──────── SUPPLIED INFORMATION ────────

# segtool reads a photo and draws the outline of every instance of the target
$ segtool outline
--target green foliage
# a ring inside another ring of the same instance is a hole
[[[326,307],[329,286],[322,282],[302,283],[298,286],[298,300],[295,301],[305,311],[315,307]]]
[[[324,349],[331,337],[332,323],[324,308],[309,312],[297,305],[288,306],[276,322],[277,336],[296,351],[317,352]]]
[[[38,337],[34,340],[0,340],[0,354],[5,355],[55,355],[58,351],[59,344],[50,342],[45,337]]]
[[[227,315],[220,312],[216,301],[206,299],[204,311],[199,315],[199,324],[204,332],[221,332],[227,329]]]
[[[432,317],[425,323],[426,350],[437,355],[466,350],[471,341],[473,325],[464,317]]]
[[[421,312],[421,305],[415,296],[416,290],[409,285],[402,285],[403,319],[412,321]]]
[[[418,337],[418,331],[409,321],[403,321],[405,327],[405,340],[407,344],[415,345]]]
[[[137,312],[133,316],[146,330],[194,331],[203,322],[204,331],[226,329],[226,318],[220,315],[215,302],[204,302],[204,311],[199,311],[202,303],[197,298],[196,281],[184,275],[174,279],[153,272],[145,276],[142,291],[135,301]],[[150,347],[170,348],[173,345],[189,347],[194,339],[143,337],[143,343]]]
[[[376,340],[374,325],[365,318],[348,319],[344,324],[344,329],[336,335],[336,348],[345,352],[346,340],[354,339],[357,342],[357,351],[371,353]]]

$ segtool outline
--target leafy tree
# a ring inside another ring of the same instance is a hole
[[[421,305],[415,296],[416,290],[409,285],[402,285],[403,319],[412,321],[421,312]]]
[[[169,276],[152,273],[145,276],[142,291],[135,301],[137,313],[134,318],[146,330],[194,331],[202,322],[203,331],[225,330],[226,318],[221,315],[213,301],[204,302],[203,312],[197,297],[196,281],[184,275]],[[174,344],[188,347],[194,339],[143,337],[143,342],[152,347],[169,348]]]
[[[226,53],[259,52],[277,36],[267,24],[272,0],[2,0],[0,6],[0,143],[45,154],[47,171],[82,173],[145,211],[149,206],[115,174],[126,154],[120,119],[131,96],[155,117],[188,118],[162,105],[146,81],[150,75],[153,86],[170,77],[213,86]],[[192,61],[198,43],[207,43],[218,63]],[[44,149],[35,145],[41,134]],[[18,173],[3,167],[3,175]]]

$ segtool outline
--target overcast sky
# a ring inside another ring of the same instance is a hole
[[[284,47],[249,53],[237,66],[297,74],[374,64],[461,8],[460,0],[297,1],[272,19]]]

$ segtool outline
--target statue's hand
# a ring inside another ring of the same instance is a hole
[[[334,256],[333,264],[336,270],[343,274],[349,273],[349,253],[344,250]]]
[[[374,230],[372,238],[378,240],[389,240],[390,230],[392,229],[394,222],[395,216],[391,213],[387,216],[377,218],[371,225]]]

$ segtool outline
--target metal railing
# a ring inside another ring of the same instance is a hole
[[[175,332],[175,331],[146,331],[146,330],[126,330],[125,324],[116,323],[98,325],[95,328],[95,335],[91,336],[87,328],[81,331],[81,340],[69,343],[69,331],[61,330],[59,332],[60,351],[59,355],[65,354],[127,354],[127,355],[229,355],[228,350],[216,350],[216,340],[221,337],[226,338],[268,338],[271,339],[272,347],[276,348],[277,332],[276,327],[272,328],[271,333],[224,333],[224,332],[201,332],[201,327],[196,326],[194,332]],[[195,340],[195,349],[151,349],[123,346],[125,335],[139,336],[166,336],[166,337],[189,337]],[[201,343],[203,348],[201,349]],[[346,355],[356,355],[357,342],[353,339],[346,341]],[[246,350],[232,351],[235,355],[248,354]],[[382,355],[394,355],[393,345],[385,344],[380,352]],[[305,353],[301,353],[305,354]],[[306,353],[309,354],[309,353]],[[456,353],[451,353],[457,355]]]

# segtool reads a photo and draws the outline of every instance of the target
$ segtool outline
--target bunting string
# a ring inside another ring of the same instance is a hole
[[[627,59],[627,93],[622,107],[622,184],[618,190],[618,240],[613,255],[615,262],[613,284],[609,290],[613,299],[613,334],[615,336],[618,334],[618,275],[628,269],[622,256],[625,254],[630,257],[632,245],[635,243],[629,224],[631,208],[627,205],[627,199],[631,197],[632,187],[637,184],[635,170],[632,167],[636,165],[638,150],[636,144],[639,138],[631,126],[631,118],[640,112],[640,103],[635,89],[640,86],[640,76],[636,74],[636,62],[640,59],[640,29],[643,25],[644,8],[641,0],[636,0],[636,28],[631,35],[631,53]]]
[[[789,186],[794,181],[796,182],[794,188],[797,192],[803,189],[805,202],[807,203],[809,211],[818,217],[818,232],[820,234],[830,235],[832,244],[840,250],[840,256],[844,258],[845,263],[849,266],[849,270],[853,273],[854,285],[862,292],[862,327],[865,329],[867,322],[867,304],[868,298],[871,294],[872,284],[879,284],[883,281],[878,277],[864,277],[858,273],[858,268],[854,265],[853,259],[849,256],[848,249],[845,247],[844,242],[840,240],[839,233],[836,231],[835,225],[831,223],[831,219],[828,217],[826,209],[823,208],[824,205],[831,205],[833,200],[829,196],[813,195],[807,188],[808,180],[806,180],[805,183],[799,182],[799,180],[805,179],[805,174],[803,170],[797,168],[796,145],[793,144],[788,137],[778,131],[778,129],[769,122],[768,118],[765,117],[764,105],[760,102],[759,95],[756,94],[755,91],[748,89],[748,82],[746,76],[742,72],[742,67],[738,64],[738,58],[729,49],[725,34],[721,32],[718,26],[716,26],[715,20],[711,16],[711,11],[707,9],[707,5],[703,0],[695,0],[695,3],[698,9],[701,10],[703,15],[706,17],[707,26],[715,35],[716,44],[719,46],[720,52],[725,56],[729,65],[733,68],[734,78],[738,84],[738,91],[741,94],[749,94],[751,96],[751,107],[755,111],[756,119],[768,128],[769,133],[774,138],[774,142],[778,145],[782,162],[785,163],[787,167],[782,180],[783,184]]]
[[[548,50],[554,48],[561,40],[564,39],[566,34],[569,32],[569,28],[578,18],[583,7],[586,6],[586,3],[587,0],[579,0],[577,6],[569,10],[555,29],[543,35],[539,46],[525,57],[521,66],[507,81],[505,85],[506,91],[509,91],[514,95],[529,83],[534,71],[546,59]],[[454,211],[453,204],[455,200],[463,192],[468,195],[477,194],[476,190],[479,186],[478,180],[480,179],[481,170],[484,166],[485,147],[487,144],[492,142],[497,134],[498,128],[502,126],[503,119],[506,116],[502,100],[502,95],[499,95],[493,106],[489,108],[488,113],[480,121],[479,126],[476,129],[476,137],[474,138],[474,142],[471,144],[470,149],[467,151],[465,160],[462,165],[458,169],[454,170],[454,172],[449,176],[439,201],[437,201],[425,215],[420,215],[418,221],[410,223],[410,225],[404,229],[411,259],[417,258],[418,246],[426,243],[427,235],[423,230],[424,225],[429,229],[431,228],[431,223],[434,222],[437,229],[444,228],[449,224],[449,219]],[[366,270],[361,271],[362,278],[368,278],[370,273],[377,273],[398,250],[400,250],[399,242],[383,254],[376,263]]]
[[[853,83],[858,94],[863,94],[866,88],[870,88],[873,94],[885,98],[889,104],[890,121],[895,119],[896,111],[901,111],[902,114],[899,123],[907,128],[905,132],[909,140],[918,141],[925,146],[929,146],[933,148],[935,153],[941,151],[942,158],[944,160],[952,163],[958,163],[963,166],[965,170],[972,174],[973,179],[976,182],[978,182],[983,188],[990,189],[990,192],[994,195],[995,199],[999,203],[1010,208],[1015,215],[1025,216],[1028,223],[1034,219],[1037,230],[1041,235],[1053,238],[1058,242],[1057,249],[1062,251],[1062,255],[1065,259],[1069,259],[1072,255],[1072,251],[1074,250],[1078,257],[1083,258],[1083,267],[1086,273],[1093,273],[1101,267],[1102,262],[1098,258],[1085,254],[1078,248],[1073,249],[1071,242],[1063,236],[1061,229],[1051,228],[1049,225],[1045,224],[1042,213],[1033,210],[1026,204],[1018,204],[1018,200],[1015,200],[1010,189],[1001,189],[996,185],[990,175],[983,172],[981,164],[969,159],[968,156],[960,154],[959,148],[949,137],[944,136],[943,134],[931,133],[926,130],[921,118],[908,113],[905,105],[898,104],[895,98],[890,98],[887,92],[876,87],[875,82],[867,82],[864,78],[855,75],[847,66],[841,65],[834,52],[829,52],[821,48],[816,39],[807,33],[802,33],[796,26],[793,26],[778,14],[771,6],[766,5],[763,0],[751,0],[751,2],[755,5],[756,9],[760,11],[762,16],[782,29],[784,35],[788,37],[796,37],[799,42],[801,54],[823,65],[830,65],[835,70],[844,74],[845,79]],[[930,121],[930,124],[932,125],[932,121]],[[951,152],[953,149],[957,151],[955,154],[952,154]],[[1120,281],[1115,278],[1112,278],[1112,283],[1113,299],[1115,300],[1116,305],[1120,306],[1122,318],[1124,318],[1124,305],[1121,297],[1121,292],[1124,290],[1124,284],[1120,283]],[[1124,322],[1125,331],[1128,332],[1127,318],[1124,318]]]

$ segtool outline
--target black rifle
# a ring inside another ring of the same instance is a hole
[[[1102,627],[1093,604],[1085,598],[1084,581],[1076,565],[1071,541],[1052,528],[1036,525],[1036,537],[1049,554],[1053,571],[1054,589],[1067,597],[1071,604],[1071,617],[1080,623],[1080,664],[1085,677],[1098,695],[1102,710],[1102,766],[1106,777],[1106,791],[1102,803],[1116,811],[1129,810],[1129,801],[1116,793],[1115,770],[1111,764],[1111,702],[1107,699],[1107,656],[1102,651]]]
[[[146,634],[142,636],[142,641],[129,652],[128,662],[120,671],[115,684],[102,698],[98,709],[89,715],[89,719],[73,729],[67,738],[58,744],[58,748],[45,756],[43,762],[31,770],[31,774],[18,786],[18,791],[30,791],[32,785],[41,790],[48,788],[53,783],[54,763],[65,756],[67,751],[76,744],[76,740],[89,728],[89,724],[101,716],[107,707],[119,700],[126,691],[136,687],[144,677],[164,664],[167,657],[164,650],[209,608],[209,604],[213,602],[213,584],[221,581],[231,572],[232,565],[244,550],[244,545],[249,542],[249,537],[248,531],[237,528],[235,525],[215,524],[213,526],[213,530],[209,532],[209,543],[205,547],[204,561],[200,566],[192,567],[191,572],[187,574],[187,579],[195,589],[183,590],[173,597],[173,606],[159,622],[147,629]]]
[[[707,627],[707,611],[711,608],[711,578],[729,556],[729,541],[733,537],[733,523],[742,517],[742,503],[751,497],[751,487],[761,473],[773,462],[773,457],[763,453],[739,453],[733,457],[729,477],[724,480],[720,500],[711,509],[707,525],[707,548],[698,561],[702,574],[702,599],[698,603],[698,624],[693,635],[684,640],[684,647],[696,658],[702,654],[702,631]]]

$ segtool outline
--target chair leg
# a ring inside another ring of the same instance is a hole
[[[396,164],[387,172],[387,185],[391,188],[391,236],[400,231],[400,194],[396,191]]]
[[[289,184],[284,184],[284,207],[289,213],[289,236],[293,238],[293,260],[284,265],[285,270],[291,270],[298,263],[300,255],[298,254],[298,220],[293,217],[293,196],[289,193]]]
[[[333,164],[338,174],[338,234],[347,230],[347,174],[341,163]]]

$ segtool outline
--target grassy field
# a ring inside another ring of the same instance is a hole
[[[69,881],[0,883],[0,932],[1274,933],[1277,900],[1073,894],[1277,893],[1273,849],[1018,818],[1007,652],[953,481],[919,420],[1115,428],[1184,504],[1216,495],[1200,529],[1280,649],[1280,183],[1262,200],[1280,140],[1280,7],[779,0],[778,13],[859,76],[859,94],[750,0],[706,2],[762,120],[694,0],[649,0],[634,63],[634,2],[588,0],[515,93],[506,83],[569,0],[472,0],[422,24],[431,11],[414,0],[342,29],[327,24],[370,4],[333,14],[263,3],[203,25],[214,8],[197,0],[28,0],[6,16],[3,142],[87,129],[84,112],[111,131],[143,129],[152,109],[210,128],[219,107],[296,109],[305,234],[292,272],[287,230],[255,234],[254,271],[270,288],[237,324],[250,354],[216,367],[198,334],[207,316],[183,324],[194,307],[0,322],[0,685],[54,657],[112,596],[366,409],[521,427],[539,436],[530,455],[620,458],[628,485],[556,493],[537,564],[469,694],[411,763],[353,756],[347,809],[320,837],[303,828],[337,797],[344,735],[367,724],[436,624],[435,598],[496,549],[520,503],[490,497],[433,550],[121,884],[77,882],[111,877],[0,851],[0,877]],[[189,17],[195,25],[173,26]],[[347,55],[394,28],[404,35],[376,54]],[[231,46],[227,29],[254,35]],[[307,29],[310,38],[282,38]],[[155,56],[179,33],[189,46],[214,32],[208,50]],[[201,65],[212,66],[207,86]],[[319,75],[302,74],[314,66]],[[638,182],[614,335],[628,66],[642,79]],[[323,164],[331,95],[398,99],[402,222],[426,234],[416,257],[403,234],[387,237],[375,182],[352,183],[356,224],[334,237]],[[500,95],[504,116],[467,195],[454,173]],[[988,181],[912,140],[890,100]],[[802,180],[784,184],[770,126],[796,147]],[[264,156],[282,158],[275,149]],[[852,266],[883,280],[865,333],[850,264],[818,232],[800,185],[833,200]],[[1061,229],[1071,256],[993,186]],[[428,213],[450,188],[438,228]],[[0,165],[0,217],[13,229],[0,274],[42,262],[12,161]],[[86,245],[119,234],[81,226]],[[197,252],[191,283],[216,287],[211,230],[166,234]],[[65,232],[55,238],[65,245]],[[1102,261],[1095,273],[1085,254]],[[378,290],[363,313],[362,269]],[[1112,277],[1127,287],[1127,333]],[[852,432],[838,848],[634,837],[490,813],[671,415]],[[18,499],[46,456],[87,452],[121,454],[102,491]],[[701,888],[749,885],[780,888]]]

────────

WORK ITEM -
Among the lines of the data, find every one that holds "target" and copy it.

TASK RESULT -
# segtool reads a photo and draws the outline of every instance of the target
--target green foliage
--target leafy tree
--target overcast sky
--target statue's hand
--target metal railing
# segtool reads a photo and draws the outline of every instance of the target
--target bunting string
--target black rifle
--target chair leg
--target grassy field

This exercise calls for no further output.